BEGIN DOCUMENT SEGMENT

A section of the world's largest California Roll. Whatever the size, this is America's favorite sushi.
Courtesy Chris Martinez/Stringer
So much more than the gateway sushi, the California roll isn't just for wimps who can't go it raw -- although that's essentially the way it got its start in Los Angeles, where sushi chefs from Japan were trying to gain a beachhead in the late 1960s/early 1970s.
Most credit chef Manashita Ichiro and his assistant Mashita Ichiro, at L.A.'s Tokyo Kaikan restaurant, which had one of the country's first sushi bars, with creating the "inside out" roll that preempted Americans' aversions by putting the nori (seaweed) on the inside of the rice and substituting avocado for toro (raw fatty tuna).
The avocado-crab-cucumber roll became a hit, and from that SoCal beachhead, sushi conquered the country. After leading the charge for the sushi invasion of the 1980s, the California roll now occupies grocery stores everywhere. Wasabi anyone?
Meatloaf
The most humble of comfort food. Who would have imagined when the recipe for "Cannelon of Beef" showed up in Fannie Farmer's 1918 "Boston Cooking School Cook Book" that every mom in America would someday have her own version?
Fannie made hers with slices of salt pork laid over the top and served it with brown mushroom sauce. (In her day, you had to cut the meat finely by hand; the advent of commercial grinders changed all that.)
However your mom made it -- we're guessing ketchup on top? -- she probably served that oh-so-reliable meatloaf with mashed potatoes and green beans.

END DOCUMENT SEGMENT
BEGIN LISTED ENTRIES

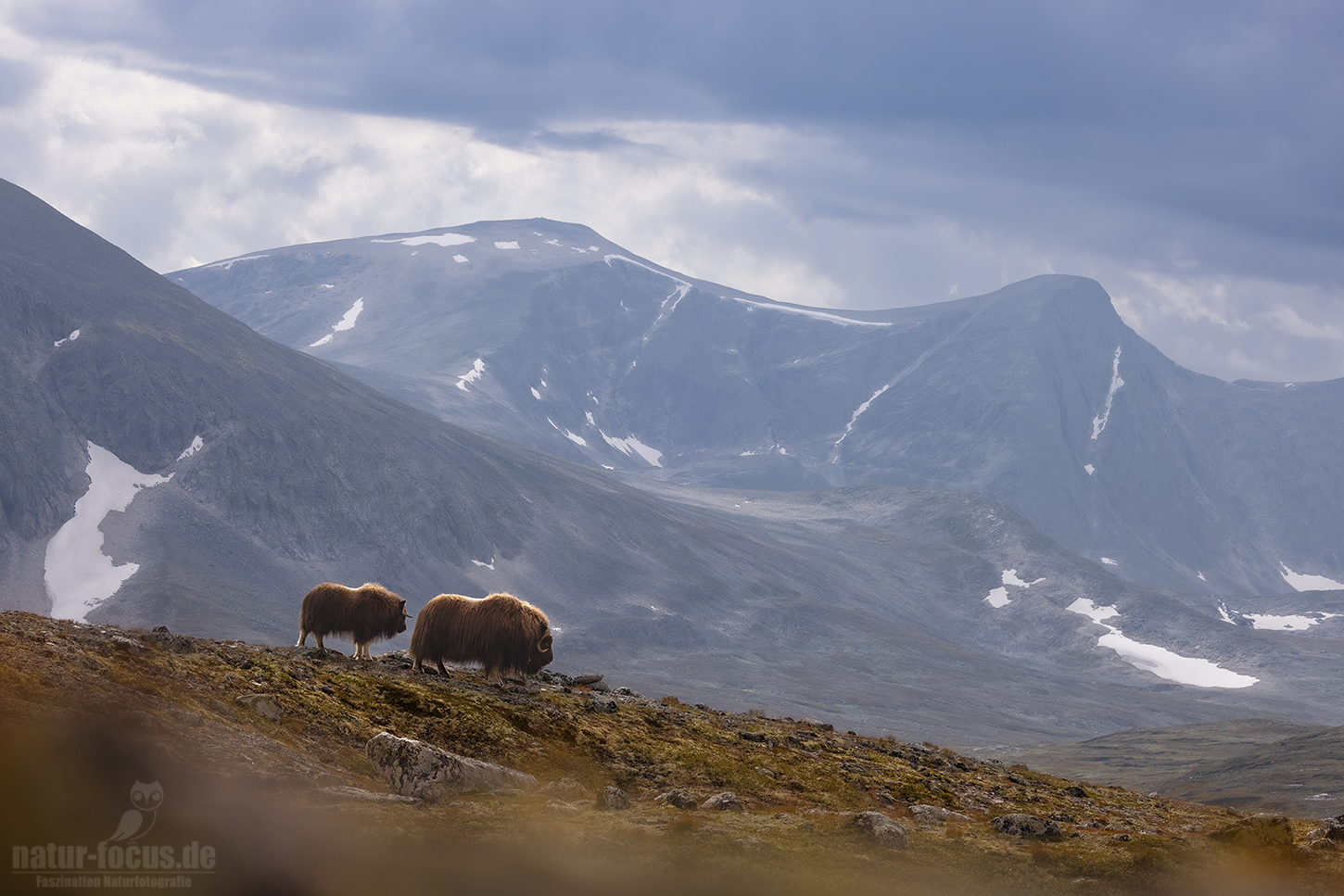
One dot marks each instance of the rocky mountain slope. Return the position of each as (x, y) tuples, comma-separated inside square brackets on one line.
[(1036, 395), (167, 465), (259, 766)]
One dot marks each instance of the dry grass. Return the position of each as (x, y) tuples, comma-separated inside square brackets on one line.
[(82, 713)]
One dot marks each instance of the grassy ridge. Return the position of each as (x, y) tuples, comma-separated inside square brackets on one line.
[(87, 710)]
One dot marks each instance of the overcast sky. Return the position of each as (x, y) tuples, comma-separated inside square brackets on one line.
[(851, 155)]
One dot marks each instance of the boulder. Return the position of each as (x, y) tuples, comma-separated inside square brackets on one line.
[(883, 830), (723, 802), (1024, 825), (678, 797), (613, 798), (263, 705), (1258, 830), (420, 770), (937, 814)]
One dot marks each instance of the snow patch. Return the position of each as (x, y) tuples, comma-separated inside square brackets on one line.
[(577, 439), (999, 597), (197, 444), (862, 409), (633, 447), (344, 322), (439, 239), (1272, 622), (472, 375), (235, 260), (1302, 582), (1099, 421), (811, 312), (1160, 662), (78, 574)]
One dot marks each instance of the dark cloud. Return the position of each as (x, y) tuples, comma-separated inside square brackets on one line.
[(1119, 140)]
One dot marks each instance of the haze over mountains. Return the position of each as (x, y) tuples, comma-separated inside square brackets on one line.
[(941, 614), (1036, 395)]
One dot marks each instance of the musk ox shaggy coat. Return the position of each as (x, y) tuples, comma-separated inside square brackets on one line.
[(501, 632), (366, 614)]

END LISTED ENTRIES

#### SHORT EXERCISE 1
According to the text on American foods, at which Los Angeles restaurant was the "inside out" roll created?
#### SHORT EXERCISE 2
Carry on the text on American foods from the point where it stops.

#### TASK RESPONSE 1
Tokyo Kaikan

#### TASK RESPONSE 2
And you were probably made to sit there, all night if need be, if you didn't eat all your beans. A better threat might have been no meatloaf sandwich in your lunch tomorrow.
Grits

Grits can be pudding, breakfast or dinner.
Courtesy Kate Hopkins/Creative Commons/Flickr
People who didn't grow up eating them wonder what the heck they are. People who did grow up eating them (and that would be just about everyone in the South) wonder how anyone could live without them.
Grits, beloved and misunderstood -- and American down to their Native roots. They're the favored hot breakfast in the so-called Grits Belt, which girdles everything from Virginia to Texas and where the dish is a standard offering on diner menus.
Grits are nothing if not versatile: They can go plain, savory, or sweet; pan-fried or porridge-like. Simple and cheap, grits are also profoundly satisfying.
Which might be why Charleston's The Post and Courier opined in 1952 that "Given enough [grits], the inhabitants of planet Earth would have nothing to fight about. A man full of [grits] is a man of peace." Now don't that just butter your grits?